Reproduce the items starting at the line that contains "If you would be willing to indicate the green tree" and ending at the line that contains "(1359, 743)", both ends included, with the request lines unchanged and every number in the coordinate answers shifted up by 144. Leave out all other lines.

──────────

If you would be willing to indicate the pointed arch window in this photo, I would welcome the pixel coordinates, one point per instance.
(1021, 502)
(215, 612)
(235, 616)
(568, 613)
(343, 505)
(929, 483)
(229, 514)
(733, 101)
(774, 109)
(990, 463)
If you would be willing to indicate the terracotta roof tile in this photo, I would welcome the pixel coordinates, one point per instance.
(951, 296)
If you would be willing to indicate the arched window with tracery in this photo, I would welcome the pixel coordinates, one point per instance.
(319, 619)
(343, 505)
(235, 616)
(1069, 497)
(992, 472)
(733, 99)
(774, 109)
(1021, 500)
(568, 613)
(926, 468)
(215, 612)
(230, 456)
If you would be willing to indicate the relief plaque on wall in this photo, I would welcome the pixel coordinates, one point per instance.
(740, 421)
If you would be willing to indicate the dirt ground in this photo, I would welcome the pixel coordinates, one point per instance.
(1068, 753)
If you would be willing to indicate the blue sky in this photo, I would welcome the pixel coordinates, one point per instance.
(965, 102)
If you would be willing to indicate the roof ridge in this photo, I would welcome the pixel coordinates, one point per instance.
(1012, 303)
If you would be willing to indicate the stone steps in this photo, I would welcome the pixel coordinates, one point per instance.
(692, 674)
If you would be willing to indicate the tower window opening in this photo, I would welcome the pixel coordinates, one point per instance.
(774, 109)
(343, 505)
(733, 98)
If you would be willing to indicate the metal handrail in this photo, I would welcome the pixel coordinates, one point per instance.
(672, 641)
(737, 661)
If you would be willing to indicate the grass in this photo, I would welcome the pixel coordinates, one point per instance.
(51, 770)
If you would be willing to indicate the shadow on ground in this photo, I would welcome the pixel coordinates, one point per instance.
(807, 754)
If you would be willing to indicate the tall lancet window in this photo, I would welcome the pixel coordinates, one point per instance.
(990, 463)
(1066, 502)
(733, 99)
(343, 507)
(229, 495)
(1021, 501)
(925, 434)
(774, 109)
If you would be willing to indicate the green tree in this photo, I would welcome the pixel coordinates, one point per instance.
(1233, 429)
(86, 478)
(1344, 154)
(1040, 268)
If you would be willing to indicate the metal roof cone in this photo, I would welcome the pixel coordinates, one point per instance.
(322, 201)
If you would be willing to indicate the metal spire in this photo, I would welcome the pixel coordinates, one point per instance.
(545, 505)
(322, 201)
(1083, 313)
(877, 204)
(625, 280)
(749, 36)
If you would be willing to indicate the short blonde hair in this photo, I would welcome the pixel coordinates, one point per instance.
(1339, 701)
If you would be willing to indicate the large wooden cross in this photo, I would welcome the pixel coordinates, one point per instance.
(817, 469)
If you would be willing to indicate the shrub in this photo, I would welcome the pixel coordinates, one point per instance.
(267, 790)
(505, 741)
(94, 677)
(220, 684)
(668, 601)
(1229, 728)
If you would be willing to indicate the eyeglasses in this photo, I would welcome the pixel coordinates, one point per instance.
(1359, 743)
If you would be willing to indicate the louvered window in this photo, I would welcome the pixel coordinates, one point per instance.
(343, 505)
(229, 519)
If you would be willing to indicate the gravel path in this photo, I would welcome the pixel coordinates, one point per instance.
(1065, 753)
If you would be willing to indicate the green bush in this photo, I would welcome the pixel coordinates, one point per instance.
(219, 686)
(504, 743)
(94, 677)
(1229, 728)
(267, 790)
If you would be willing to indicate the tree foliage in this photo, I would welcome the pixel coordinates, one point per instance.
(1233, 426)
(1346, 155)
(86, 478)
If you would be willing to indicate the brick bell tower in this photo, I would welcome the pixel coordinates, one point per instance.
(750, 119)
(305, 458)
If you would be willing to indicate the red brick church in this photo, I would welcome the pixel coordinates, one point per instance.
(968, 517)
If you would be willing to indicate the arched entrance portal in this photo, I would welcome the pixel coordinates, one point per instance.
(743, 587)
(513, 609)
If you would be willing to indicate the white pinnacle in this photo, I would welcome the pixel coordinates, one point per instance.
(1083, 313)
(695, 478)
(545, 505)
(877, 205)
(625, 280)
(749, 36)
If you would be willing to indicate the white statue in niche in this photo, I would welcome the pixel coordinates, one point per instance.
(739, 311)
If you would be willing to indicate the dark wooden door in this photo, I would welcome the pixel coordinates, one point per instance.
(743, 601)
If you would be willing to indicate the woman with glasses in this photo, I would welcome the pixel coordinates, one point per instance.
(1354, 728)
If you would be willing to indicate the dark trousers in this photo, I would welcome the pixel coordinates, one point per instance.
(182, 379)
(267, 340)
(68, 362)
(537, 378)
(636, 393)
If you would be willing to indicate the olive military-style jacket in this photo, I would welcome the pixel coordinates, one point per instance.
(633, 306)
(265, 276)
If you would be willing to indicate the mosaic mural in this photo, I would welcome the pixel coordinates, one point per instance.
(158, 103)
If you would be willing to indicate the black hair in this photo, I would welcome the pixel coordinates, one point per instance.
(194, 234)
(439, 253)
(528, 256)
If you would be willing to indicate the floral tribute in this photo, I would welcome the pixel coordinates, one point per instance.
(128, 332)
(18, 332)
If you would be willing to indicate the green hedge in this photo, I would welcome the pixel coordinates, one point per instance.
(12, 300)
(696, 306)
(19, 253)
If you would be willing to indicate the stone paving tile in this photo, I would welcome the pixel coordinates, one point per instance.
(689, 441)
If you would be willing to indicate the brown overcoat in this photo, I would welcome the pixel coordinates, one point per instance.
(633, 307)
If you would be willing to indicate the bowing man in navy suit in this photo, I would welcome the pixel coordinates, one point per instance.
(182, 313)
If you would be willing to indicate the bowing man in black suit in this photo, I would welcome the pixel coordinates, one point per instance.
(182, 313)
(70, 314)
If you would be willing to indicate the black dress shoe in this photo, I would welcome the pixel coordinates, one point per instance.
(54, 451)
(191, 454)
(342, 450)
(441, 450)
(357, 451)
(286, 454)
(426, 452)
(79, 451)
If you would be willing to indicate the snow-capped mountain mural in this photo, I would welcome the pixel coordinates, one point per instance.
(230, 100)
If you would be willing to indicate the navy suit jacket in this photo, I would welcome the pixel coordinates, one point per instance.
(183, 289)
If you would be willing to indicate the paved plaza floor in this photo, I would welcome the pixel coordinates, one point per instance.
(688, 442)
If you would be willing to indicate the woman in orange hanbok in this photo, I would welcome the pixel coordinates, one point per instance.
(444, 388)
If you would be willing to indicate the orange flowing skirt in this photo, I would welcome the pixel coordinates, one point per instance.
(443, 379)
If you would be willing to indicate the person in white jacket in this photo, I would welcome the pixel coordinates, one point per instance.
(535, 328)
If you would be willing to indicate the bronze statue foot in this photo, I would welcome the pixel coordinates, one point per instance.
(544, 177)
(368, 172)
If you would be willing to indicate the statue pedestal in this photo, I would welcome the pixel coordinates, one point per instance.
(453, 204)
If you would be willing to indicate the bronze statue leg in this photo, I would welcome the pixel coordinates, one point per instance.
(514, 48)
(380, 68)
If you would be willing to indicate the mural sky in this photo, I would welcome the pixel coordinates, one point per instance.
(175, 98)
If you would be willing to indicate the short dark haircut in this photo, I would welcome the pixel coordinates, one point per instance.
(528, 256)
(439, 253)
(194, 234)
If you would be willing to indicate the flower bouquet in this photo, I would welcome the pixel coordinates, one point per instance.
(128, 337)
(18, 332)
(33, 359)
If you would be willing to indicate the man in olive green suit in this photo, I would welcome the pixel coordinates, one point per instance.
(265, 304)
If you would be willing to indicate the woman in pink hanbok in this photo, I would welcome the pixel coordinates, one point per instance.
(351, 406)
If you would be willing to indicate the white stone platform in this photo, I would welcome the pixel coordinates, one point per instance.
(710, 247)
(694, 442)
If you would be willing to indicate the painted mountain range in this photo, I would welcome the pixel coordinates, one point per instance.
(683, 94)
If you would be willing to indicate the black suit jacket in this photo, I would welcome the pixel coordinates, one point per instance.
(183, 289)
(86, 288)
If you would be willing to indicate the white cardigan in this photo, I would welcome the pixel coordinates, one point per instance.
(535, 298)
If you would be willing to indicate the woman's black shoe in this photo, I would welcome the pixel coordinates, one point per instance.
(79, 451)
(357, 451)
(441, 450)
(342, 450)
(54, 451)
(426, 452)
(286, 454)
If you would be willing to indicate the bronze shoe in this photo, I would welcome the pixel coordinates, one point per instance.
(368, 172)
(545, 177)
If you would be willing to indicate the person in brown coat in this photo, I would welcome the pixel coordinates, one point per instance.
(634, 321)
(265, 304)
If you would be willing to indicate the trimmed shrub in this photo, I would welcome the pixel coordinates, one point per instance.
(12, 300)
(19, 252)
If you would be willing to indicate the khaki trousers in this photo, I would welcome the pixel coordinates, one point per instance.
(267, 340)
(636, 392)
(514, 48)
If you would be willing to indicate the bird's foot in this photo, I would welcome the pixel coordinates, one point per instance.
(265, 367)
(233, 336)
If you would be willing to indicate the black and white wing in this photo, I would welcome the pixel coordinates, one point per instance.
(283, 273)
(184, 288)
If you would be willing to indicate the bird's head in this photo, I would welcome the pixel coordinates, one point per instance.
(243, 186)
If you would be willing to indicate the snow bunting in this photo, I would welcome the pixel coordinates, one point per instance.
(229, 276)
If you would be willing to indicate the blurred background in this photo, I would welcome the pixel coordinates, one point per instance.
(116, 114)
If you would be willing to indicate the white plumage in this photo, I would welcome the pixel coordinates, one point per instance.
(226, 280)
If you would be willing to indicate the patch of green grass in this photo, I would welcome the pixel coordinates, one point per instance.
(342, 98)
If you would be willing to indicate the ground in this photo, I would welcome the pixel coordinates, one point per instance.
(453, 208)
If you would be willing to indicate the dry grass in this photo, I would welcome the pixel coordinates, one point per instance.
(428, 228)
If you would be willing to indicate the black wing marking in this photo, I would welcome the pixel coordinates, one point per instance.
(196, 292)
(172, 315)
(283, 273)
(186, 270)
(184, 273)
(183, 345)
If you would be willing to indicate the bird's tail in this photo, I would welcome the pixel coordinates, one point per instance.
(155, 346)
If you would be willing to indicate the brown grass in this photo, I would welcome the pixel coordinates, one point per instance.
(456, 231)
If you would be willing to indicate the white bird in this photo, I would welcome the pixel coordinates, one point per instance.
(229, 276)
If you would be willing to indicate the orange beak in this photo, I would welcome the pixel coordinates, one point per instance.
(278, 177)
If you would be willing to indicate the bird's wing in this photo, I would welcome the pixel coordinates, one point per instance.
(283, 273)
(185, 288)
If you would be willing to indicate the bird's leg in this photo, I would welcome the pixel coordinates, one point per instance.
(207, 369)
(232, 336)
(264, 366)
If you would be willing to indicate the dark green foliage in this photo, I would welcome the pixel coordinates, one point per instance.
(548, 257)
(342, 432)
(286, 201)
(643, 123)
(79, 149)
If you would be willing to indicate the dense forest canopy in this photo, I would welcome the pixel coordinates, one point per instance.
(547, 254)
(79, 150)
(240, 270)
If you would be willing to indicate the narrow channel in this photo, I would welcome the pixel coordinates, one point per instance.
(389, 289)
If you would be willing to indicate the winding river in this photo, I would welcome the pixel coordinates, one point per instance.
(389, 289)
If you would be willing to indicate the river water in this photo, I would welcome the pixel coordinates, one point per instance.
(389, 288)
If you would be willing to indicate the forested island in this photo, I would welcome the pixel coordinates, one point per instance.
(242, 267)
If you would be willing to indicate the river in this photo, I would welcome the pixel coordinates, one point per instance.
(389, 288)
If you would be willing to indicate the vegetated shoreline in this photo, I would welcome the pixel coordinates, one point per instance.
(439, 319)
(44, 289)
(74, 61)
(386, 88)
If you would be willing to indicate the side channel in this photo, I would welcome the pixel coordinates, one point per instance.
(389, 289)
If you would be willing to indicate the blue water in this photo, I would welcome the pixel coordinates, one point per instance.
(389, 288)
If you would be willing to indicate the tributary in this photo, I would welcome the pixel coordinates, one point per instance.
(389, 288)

──────────

* **Task response**
If you would be willing to indicate the green tree in this photo, I would welcome the pixel coordinates, one point per instance.
(1377, 573)
(230, 622)
(1488, 298)
(1184, 412)
If you would be willing to indicate the metal roof cone in this photo, I would welcome the pixel coordinates, one point per instance.
(466, 345)
If you would be willing to indicate the metal spire in this photo, I would welcome the pixel coordinates, one point per instance.
(689, 649)
(466, 345)
(1227, 457)
(1021, 348)
(769, 424)
(893, 180)
If you would be willing to indicate the short blonde hair in this photo, I would welcome the pixel coordinates, one point per instance.
(1483, 845)
If you would be willing to indicate the large wooden cross in this photo, I would welcome the pixel coordinates, one point per instance.
(961, 613)
If you would be willing to indicate the shrub in this photo, I would welcome the pixel coordinates, one point per instance.
(411, 934)
(649, 885)
(238, 821)
(364, 828)
(812, 745)
(1373, 872)
If you would be willing to indicate the eyeglasses in this photo, I would welcome the pixel coordinates, one point per instance.
(1503, 887)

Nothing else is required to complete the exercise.